**Short task 1:** In the Samba firewall article, what weight does Objective 315.2 carry?

**Selected passage:**

::::::::::

In this article, learn about these concepts:
- Configure access to and from a Samba server at the firewall level
- Troubleshoot firewall problems with your Samba server
This article helps you prepare for Objective 315.2 in Topic 315 of the Linux Professional Institute's (LPI) Mixed Environment Specialty exam (302). The objective has a weight of 2.
To get the most from the articles in this series, you should have an advanced knowledge of Linux and a working Linux system on which you can practice the commands covered in this article. In addition, you should have access to a Windows environment that you can use to test your security settings.
Samba has many features to restrict who can access which
share—limiting access to particular user names, enforcing password
requirements, checking group membership, or filtering at the network
level. The latter parameters, such as
allow hosts and
smb ports, operate on IP addresses and User
Datagram Protocol (UDP)/TCP ports, which provide an easy way of
controlling which hosts are allowed to connect to your Samba server.
Network-level control is achieved when you can identify which devices will connect to a server, such as those belonging to an internal network or even to a particular subnet or group of servers. It is a first line of defense: if an attacker can't connect to a device, the device is safer.

::::::::::

**Records for the task:**
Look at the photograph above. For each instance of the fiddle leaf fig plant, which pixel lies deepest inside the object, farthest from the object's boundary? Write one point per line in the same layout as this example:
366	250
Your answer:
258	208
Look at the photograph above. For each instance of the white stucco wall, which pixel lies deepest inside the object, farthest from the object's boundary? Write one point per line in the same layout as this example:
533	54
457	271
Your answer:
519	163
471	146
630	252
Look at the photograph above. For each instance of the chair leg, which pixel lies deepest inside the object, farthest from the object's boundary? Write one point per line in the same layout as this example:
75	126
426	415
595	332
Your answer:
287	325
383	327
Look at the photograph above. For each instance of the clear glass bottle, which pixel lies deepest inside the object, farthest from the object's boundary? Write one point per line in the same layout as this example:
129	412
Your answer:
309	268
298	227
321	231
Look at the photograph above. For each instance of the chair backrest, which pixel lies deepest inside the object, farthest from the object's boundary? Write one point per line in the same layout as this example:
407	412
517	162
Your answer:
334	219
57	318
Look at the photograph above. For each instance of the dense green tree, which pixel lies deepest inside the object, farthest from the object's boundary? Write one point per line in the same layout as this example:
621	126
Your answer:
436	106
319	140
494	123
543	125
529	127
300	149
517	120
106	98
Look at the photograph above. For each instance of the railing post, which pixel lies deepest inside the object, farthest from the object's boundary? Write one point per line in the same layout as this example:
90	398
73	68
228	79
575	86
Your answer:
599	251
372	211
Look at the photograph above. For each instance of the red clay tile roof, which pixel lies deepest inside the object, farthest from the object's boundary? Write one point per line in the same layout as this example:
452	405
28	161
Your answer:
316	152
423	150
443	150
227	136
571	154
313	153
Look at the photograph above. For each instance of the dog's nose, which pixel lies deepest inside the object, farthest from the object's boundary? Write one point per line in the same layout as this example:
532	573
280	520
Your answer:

::::::::::

**Short task 2:** Copy out the records word for word, starting at the line that contains "Look at the photograph above. For each instance of the railing" and continuing through the last line of the records.

**Correct output 1:** 2

**Correct output 2:**
Look at the photograph above. For each instance of the railing post, which pixel lies deepest inside the object, farthest from the object's boundary? Write one point per line in the same layout as this example:
90	398
73	68
228	79
575	86
Your answer:
599	251
372	211
Look at the photograph above. For each instance of the red clay tile roof, which pixel lies deepest inside the object, farthest from the object's boundary? Write one point per line in the same layout as this example:
452	405
28	161
Your answer:
316	152
423	150
443	150
227	136
571	154
313	153
Look at the photograph above. For each instance of the dog's nose, which pixel lies deepest inside the object, farthest from the object's boundary? Write one point per line in the same layout as this example:
532	573
280	520
Your answer:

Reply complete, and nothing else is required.